_IL COMPITO_
Riscrivi come elenco puntato il paragrafo dell'estratto che comincia con «Si chiamava Denise», mantenendone i fatti principali.

_ESTRATTO DELLA FONTE_

Si chiamava Denise. Si era presentata in ospedale all’inizio dello scorso marzo, in piena prima ondata covid-19. Denise era anziana e così, quando si è accorta di avere bisogno di un letto in terapia intensiva e di molto ossigeno, ha deciso di cedere tutto a qualcuno più giovane, più forte di lei. Ora i medici Elie Azoulay, capo-reparto di rianimazione all’ospedale Saint Louis di Parigi e fondatore di Famiréa (gruppo di ricerca sui legami con le famiglie dei pazienti), Sade Beloucif, capo-reparto di rianimazione all’ospedale Avicenne di Bobigny, Matthieu Le Dorze, anestesista all’ospedale Lariboisière e Nancy Kentish-Barnes, sociologa del reparto di rianimazione all’ospedale Saint Louis, la ricordano in una lettera pubblicata su Le Monde. Una lettera che commuove.

“Non sono stati né il suo vecchio tumore quasi guarito, né l’insufficienza cardiaca, né l’età avanzata a impedire l’ammissione in rianimazione. È lei ad avere preso la decisione di non entrare, ad avere espresso una preferenza. Non voleva occupare l’ultimo posto in reparto, voleva lasciarlo a qualcuno che avrebbe potuto essere suo figlio o suo nipote. Cara signora Denise, lei aveva talmente bisogno di ossigeno da volere essere certa che ne sarebbe rimasto a sufficienza per tutti”, scrivono i medici. E le parole del figlio, preziose come quelle di Denise: “Parlare con suo figlio è stato prezioso. Abbiamo cercato di lasciarla andare accompagnata dai suoi cari. Non dimenticheremo mai la serenità e la dolcezza dei suoi grandi occhi neri. Non dimenticheremo mai che ci ha chiesto di andare a occuparci del pazienti che avevano qualche possibilità di farcela. Le restavano pochi giorni, ma il sorriso era quello di sempre”. Non si può fare a meno di fermarsi a pensare quello che i dottori e la sociologa scrivono: “La priorità assicurata a un individuo può essere soppiantata dalla priorità data alla collettività, a condizione di preservare i principi fondamentali e i valori dell’assistenza”, prima di salutare Denise: “Grazie ancora per questo incontro così ricco di insegnamenti“.

_DATI FORNITI_
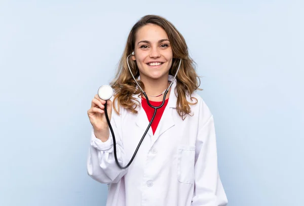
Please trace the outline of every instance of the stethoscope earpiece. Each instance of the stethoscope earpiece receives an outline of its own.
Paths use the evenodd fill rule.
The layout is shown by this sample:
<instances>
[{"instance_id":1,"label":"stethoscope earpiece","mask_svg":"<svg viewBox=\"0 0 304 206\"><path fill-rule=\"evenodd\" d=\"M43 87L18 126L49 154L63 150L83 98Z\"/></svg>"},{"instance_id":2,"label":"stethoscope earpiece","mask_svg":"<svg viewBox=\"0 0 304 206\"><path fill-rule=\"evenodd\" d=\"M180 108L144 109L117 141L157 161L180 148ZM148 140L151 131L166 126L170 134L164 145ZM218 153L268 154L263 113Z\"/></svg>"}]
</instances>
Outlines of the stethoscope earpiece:
<instances>
[{"instance_id":1,"label":"stethoscope earpiece","mask_svg":"<svg viewBox=\"0 0 304 206\"><path fill-rule=\"evenodd\" d=\"M102 85L98 89L98 94L101 99L107 100L113 96L113 89L109 85Z\"/></svg>"}]
</instances>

_ESITO DEL COMPITO_
- Denise, anziana, si era presentata in ospedale all'inizio dello scorso marzo, in piena prima ondata di covid-19.
- Quando si è accorta di avere bisogno di un letto in terapia intensiva e di molto ossigeno, ha deciso di cedere tutto a qualcuno più giovane e più forte di lei.
- La ricordano, in una lettera pubblicata su Le Monde:
  - Elie Azoulay, capo-reparto di rianimazione all'ospedale Saint Louis di Parigi e fondatore di Famiréa, gruppo di ricerca sui legami con le famiglie dei pazienti;
  - Sade Beloucif, capo-reparto di rianimazione all'ospedale Avicenne di Bobigny;
  - Matthieu Le Dorze, anestesista all'ospedale Lariboisière;
  - Nancy Kentish-Barnes, sociologa del reparto di rianimazione all'ospedale Saint Louis.
- La lettera commuove.